### Written exercise
Answer these questions using the forum thread about feeding counts to a categorical variable.
(a) According to the reply, what must the argument dist passed to the categorical be?
(b) In the utility U(m, n), which function has no closed form?
(c) Which operation turns the utilities into a conditional distribution over messages given worlds?

### Excerpted passage
• • • • •

Feeding counts or frequencies as observed data for a categorical variable

Total beginner here and not that familiar with the theory so I might be completely off base. I am trying to model some data that is basically occurrence counts over integers. I’m starting off a graphical model from the literature of my academic field which gives me a distribution over integers. The function is somewhat complex with a utility and a soft-max and it involves an idiosyncratic term with no simple form. Taking inspiration in particular from this example I was able to express it in PyMC but I can’t quite figure out how to feed it my data. What I have looks like this:

with model:
    ...
    n = pm.Data("n", value=np.arange(max_n))
    weird_factor = pm.Data("w", value=...)
    ...
    dist = ... # random vector with length max_n
    count = pm.Categorical("count", p=dist, observed=??)

So:

  1. Does this look reasonable? It seems to me that due to the idiosyncratic term I can’t do better that treat the integers like they are “data” and the final distribution as a categorical variable, is there a plausible alternative here?
  2. How do I actually feed my counts or frequencies as observations to the model? Just putting the counts as observed data did not seem to work. Or is there a better way to fit an expected distribution to an observed one than using Categorical like this?

Hi, @threepwood and welcome to the forums.

It’s hard to say without more details. For example, share the graphical model you are trying to port to PyMC.

The argument dist to the categorical should be a simplex (i.e., non-negative values that sum to 1). The observed data should then be counts of outcomes.

Thank you for the answer!

Basically it’s a utility-based model of communication. You have worlds and messages which are both essentially integers. You compute a utility for each message-world pair that looks like this:

U(m, n) = a \cdot D(m, n) + b \cdot F(n) + c \cdot G(m)

where D is some distance-like function (e.g. (m-n)^2) and F some simple function (e.g. simply n) but G is something without a closed form.

Then you get a conditional distribution over messages given worlds by taking the soft-max:

P(m | n) = \frac{\exp(U(m, n))}{\sum_n \exp(U(m, n))}

and finally you get the distribution over messages by integrating the above along with a prior over worlds:

P(m) = \sum_n P(m | n) P(n)

• • • • •

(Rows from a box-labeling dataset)
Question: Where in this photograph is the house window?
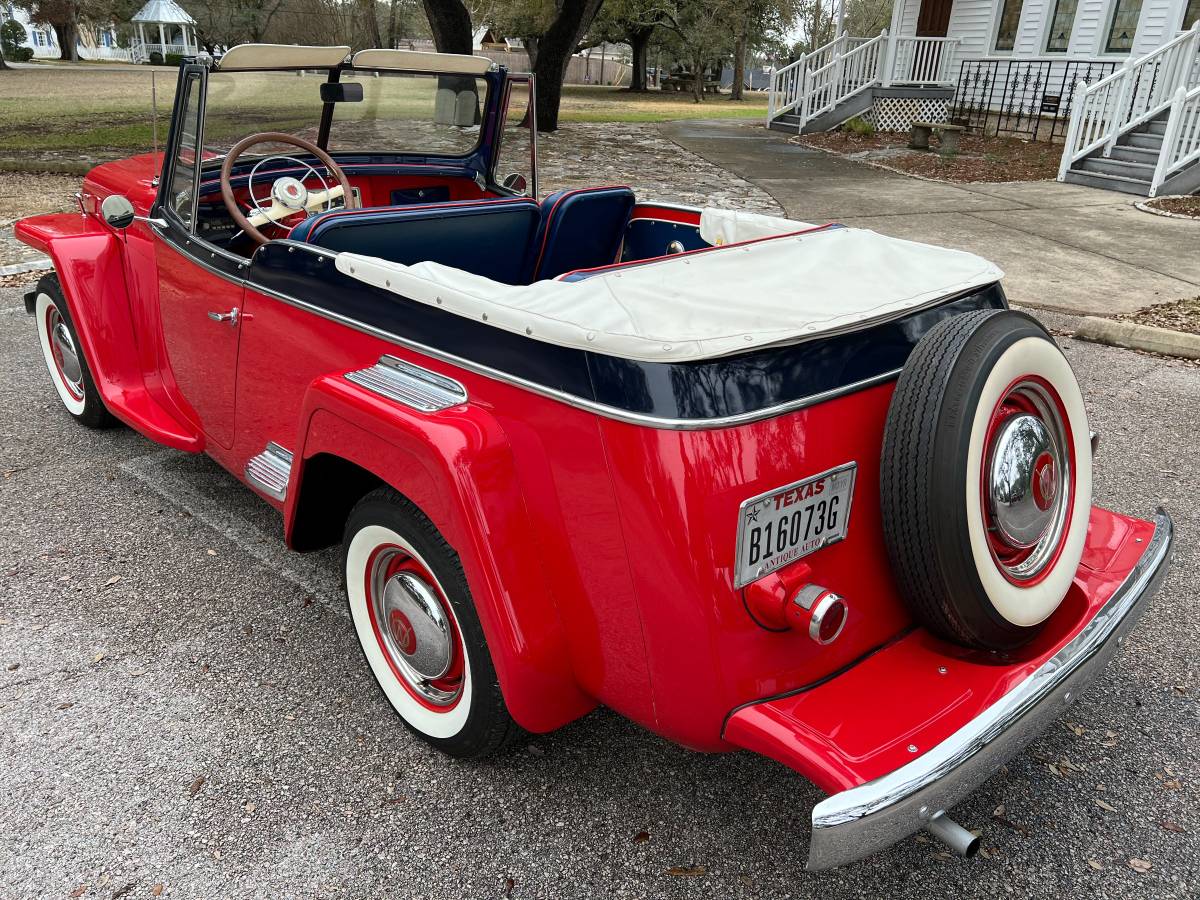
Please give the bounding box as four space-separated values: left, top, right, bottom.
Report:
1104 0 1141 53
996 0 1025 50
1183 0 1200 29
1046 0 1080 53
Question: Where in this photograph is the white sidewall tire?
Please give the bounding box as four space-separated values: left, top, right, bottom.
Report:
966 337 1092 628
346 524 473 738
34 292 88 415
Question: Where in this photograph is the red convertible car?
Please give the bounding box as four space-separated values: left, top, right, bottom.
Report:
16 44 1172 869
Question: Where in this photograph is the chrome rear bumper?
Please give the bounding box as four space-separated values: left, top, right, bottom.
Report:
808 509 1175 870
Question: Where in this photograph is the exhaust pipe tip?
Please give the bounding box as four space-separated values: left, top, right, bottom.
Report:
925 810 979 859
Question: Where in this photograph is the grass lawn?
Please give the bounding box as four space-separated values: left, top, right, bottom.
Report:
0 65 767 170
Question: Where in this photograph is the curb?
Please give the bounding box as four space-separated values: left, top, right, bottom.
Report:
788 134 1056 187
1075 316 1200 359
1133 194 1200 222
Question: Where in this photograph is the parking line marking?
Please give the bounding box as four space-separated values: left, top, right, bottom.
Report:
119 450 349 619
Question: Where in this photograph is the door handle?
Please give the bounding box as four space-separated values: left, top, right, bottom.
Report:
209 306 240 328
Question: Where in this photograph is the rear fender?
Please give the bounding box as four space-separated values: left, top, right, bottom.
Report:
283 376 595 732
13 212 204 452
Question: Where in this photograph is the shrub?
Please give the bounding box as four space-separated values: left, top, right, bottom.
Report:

• • • • •

### Exercise solution
(a) A simplex: non-negative values that sum to 1.
(b) G, the function in the term c · G(m).
(c) The soft-max.